Translate this sentence from the text on SAID identifiers into Spanish: "A URN identifies what something is, while a URL (Uniform Resource Locator) identifies where something is located."

* _PAGE EXTRACT_:
▬▬▬

Global recognition of SAIDs
Content-Derived Identifiers in the Semantic Engine
Built into the Semantic Engine is a particular kind of identifier called a SAID (Self-Addressing Identifier). Unlike traditional identifiers that are assigned to a resource, SAIDs are derived directly from the content itself. They are computed—typically using cryptographic hashing—so the identifier is intrinsically bound to the exact bytes of the resource it represents.
These identifiers are not designed to be human-friendly. They are long, opaque strings. But that trade-off enables something more important for research and data systems: verification. If a resource is referenced by a SAID, you can independently confirm that what you have is exactly what was intended. If the content changes, the identifier no longer matches. In that sense, SAIDs are tamper-evident and self-authenticating.
Why Identifier Types Matter in Standards
Many specifications—particularly in research data and interoperability frameworks—depend on identifiers and are explicit about what types are allowed. This ensures consistency, portability, and long-term usability across systems.
One commonly accepted class is the URN (Uniform Resource Name). Because URNs are standardized and designed for persistence, they are frequently permitted in specifications where long-lived, location-independent identifiers are required.
IANA and Global Recognition
The Internet Assigned Numbers Authority (IANA) is responsible for coordinating key elements of the internet’s infrastructure, including identifier namespaces. When IANA registers a namespace, it becomes part of the globally recognized technical foundation used across systems and standards.
SAIDs have now been formally registered with IANA as a new URN namespace: urn:said. This elevates them from an ecosystem-specific mechanism to a globally recognized identifier scheme.
URNs vs URLs
A URN identifies what something is, while a URL (Uniform Resource Locator) identifies where something is located.
URNs are not inherently resolvable—you cannot simply use one to retrieve a resource without additional infrastructure. Instead, they are designed to be persistent names that systems can interpret.
SAIDs fit naturally into this model but add an important property: because they are content-derived, they can be independently verified. Anyone can build a resolver that retrieves content and checks whether it matches the SAID. Trust does not depend on the resolver—it depends on the content itself.
Implications for Research Data Infrastructure
The registration of urn:said means that SAIDs can now be used anywhere URNs are accepted. This has direct implications for research data standards and infrastructure.
The Semantic Engine already uses SAIDs to generate secure, tamper-evident identifiers. With official URN recognition, those identifiers can now integrate cleanly into broader ecosystems—supporting interoperability across repositories, metadata standards, and distributed workflows.
This represents a shift in how identifiers function within research systems. Instead of relying solely on assigned names backed by registries, systems can incorporate identifiers that are self-verifying by design. For research data—where integrity, provenance, and reproducibility are central concerns—this provides a stronger and more flexible foundation.
– Written by Carly Huitema

▬▬▬

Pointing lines
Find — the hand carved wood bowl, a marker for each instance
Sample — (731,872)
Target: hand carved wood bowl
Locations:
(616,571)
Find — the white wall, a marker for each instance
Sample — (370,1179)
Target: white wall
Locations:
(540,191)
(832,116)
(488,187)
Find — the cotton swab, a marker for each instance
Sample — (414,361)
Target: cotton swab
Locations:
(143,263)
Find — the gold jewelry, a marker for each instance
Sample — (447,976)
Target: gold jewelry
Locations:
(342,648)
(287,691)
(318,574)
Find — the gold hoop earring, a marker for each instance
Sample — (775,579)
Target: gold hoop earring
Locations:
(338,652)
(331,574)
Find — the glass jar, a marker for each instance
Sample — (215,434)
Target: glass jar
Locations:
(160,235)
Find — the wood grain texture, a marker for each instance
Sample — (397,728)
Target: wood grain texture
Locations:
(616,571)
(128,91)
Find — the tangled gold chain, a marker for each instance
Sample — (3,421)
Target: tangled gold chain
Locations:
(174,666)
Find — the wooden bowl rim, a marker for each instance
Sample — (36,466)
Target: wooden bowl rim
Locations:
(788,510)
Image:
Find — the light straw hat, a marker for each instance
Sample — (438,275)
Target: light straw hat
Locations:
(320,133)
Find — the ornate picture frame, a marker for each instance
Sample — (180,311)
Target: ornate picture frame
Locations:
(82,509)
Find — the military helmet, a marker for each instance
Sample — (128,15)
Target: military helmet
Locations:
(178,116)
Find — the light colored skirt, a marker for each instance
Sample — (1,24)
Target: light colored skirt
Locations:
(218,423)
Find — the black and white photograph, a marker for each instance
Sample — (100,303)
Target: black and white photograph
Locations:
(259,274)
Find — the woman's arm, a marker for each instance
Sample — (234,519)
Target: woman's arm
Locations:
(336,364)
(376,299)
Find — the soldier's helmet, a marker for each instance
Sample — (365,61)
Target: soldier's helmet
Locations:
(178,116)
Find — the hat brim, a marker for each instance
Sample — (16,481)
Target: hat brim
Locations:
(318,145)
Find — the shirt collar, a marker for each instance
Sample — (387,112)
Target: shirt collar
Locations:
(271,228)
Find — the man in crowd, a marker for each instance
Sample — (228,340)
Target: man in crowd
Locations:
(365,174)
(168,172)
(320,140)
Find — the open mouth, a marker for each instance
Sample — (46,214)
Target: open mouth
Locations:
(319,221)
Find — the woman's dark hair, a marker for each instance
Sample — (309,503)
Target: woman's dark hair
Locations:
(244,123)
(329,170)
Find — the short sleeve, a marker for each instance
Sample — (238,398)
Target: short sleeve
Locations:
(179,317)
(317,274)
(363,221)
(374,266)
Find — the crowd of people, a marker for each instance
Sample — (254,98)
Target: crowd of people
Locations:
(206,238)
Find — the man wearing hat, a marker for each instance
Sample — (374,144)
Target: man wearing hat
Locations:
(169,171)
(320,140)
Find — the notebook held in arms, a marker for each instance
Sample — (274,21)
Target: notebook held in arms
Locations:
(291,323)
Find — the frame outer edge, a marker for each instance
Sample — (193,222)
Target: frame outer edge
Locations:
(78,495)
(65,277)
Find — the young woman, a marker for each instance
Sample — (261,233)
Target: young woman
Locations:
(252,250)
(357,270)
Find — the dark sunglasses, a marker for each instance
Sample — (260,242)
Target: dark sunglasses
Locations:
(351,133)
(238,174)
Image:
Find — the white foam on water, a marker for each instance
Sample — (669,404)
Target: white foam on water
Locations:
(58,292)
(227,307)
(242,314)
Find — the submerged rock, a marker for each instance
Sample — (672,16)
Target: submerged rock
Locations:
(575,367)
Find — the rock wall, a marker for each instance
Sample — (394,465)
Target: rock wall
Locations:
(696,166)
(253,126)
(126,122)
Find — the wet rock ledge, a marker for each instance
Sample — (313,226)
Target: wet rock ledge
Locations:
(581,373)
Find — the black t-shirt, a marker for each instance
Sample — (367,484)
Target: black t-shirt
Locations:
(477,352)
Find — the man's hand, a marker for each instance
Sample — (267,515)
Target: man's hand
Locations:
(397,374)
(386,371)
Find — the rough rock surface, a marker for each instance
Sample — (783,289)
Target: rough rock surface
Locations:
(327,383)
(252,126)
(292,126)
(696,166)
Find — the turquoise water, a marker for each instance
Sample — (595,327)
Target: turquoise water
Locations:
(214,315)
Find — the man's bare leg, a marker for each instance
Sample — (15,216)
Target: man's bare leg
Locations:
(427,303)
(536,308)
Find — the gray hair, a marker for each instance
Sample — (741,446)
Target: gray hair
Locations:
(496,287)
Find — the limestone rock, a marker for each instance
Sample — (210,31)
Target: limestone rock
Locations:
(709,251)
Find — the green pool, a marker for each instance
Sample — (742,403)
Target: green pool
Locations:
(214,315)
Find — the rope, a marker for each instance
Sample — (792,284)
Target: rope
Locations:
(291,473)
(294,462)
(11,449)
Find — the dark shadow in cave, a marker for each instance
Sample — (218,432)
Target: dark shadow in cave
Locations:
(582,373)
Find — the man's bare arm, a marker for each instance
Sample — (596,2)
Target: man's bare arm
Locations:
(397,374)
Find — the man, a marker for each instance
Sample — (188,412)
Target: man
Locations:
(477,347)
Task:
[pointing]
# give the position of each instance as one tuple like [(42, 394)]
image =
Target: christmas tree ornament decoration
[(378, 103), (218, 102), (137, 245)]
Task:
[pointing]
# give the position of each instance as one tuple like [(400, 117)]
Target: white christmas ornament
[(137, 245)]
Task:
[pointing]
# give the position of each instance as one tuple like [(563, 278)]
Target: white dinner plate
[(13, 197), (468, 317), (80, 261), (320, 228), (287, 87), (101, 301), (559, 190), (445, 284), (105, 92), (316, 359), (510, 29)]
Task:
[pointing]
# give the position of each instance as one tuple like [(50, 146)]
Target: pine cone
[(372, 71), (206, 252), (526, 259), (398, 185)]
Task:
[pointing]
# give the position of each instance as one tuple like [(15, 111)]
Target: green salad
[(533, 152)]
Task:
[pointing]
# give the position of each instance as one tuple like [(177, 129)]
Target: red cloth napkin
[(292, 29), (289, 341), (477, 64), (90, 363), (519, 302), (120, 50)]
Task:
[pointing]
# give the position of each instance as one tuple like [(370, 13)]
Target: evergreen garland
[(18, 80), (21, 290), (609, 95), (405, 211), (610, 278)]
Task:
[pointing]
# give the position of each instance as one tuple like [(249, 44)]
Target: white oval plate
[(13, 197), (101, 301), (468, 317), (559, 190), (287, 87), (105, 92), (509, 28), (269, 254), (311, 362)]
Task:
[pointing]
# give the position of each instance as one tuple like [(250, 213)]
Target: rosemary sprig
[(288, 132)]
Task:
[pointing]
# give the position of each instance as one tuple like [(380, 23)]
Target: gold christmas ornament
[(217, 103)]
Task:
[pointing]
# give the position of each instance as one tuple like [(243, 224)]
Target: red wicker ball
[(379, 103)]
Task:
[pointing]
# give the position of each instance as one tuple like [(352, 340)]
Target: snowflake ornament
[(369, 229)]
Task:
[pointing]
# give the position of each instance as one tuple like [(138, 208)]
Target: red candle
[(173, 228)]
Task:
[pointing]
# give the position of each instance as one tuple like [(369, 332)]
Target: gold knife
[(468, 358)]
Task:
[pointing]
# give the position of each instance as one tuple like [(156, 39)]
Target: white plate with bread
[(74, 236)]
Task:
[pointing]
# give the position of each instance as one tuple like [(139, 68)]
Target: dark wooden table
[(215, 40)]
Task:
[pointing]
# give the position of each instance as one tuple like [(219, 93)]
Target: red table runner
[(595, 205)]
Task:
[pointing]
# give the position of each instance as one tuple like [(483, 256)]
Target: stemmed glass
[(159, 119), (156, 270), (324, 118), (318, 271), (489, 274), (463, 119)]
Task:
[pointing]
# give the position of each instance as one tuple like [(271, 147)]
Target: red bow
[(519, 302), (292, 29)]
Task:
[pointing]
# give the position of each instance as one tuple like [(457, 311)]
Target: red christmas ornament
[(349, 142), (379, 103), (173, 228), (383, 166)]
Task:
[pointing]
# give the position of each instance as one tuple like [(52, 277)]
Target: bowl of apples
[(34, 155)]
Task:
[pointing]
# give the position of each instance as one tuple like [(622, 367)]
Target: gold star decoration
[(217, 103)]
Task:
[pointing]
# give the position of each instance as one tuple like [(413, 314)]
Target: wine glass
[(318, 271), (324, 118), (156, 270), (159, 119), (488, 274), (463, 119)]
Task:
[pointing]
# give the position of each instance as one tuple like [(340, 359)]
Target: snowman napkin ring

▬▬▬

* _EXERCISE SOLUTION_:
Un URN identifica qué es algo, mientras que un URL (localizador uniforme de recursos) identifica dónde se encuentra algo.